> Exercise details
All of the entries need to be written out again, exactly as they are.

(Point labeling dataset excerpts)
....
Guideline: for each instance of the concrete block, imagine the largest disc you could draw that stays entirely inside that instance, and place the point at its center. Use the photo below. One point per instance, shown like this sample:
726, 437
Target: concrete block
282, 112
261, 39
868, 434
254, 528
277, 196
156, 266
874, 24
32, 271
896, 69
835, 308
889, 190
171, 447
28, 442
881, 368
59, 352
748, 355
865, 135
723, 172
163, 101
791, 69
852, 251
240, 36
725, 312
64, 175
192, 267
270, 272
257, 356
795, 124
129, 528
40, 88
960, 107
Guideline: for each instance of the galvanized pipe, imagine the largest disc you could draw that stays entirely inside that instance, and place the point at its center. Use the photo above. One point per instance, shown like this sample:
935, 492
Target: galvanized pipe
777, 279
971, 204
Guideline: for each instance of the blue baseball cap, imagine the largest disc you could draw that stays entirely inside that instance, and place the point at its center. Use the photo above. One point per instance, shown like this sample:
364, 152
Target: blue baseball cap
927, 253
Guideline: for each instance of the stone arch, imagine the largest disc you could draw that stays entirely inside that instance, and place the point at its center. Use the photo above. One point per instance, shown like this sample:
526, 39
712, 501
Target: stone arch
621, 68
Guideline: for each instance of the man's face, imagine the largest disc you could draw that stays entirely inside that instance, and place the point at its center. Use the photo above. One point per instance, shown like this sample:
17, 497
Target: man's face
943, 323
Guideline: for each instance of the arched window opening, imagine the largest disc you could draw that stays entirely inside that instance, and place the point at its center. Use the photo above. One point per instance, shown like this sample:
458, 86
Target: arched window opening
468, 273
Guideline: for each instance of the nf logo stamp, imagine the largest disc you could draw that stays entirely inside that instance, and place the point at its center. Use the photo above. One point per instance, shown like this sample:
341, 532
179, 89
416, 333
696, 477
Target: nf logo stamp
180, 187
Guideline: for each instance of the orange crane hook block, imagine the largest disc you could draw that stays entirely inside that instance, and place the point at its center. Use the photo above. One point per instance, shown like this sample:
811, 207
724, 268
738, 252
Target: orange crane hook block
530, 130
....
> Solved exercise
Guideline: for each instance of the concrete block, imagine the largest disc you could draw that stays entirely inside that instance, and place the point at its center. Use the photo below. One point per instance, shown like this sample:
726, 437
Target: concrete block
282, 112
261, 39
868, 434
254, 528
277, 196
156, 266
874, 24
32, 271
896, 69
835, 308
889, 190
171, 447
28, 442
881, 368
59, 352
748, 355
865, 135
723, 172
163, 101
791, 69
852, 251
240, 36
725, 312
64, 175
192, 267
270, 272
257, 356
795, 124
129, 528
40, 88
960, 107
Guideline: for each instance of the galvanized pipe, imagine the largest disc you could draw that stays entirely inside that instance, and place the point at its center. Use the photo above. One point per instance, shown like this sample:
935, 492
Target: galvanized pipe
777, 279
971, 204
Guideline: for each instance of the blue baseball cap, imagine the largest disc you could draw that stays entirely inside that instance, and place the point at its center. Use the photo above. One point per instance, shown like this sample:
364, 152
Target: blue baseball cap
927, 253
Guideline: for each instance of the stone arch, imagine the largest disc you could draw that stays entirely inside that instance, and place the point at its center. Use the photo above. One point per instance, shown like this sample:
526, 39
712, 501
Target: stone arch
621, 68
Guideline: for each instance of the man's face, imagine the largest disc you could draw that stays entirely inside that instance, and place the point at its center. Use the photo above. One point per instance, shown like this sample:
17, 497
Target: man's face
943, 323
Guideline: for each instance of the arched window opening, imagine the largest disc you could draw that stays entirely inside that instance, and place the point at its center. Use the photo above. One point per instance, shown like this sample:
458, 86
Target: arched window opening
468, 273
Guideline: for each instance of the nf logo stamp, imagine the largest disc you could draw that stays entirely inside that instance, and place the point at its center. Use the photo above. One point per instance, shown like this sample:
341, 532
179, 89
416, 333
696, 477
Target: nf logo stamp
180, 187
Guideline: for each instance of the orange crane hook block, imagine the largest disc you could draw that stays entirely inside that instance, and place the point at its center. Use the photo above. One point per instance, shown like this sample:
811, 207
724, 268
738, 252
Target: orange crane hook block
530, 130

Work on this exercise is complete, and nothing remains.